» WRITTEN EXERCISE
Locate every line below that contains the string "stripe", matching case exactly, and copy each of those lines.

» RECORDS SHOWN
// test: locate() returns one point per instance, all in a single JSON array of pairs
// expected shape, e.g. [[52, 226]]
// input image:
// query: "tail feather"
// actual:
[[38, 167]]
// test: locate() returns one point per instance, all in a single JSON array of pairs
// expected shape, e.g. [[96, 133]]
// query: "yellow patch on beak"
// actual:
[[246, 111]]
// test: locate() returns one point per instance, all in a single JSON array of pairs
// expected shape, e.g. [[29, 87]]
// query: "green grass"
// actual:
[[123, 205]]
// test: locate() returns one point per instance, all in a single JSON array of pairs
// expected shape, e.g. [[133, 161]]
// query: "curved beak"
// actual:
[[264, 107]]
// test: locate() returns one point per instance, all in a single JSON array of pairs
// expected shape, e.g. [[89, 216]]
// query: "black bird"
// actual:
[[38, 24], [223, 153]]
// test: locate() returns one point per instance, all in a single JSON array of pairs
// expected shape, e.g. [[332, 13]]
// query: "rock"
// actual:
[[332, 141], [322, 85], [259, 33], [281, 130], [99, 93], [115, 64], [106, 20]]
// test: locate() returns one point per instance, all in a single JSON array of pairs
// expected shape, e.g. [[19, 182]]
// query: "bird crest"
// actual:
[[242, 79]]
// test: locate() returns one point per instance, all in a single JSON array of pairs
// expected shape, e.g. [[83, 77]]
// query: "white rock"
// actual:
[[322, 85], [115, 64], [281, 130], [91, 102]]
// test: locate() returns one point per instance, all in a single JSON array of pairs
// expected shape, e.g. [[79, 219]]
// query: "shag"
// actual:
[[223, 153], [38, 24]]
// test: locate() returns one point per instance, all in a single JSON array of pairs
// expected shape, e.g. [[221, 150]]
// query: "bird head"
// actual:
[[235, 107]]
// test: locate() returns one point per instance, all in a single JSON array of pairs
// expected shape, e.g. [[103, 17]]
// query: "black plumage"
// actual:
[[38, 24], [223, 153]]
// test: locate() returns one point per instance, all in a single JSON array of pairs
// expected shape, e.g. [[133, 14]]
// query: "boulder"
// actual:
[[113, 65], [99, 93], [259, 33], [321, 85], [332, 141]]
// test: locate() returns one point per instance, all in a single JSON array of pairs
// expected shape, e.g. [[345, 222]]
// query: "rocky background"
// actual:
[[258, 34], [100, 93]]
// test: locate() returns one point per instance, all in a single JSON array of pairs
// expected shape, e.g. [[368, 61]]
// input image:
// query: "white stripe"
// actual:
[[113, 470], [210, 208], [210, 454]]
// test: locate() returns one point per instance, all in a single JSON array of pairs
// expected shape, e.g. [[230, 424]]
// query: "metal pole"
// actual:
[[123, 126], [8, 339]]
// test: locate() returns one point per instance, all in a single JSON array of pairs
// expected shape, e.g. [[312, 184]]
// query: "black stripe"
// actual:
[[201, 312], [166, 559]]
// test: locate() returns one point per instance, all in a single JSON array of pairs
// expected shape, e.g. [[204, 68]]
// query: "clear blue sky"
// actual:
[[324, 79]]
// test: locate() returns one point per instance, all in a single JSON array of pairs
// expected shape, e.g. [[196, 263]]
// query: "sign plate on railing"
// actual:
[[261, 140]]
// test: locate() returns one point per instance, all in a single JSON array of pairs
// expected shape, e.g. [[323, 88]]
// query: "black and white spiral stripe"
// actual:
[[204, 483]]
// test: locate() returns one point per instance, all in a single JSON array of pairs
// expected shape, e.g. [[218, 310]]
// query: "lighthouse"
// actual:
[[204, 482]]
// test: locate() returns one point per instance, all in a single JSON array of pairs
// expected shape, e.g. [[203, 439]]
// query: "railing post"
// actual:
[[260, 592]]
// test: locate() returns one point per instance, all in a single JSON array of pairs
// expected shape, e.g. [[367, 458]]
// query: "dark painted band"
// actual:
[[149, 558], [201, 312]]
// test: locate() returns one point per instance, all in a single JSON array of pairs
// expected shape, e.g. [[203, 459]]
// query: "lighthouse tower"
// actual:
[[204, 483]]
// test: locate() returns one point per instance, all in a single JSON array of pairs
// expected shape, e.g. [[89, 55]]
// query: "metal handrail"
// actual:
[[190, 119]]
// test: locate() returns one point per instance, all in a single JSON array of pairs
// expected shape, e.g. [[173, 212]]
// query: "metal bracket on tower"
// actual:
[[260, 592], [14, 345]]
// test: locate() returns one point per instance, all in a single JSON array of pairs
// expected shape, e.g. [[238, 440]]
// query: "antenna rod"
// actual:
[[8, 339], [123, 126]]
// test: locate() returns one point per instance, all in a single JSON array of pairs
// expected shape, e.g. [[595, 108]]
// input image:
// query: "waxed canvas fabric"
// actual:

» WRITTEN REPLY
// query: "white stripe"
// query: "black stripe"
// query: "black and white spiral stripe"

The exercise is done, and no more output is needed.